#### WHAT YOU HAVE TO DO
Please format the lines below as a numbered list, leaving out any blank lines.

::::::::

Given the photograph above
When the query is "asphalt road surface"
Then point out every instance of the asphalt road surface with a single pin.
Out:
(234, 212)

::::::::

#### FINAL RESULT
1. Given the photograph above
2. When the query is "asphalt road surface"
3. Then point out every instance of the asphalt road surface with a single pin.
4. Out:
5. (234, 212)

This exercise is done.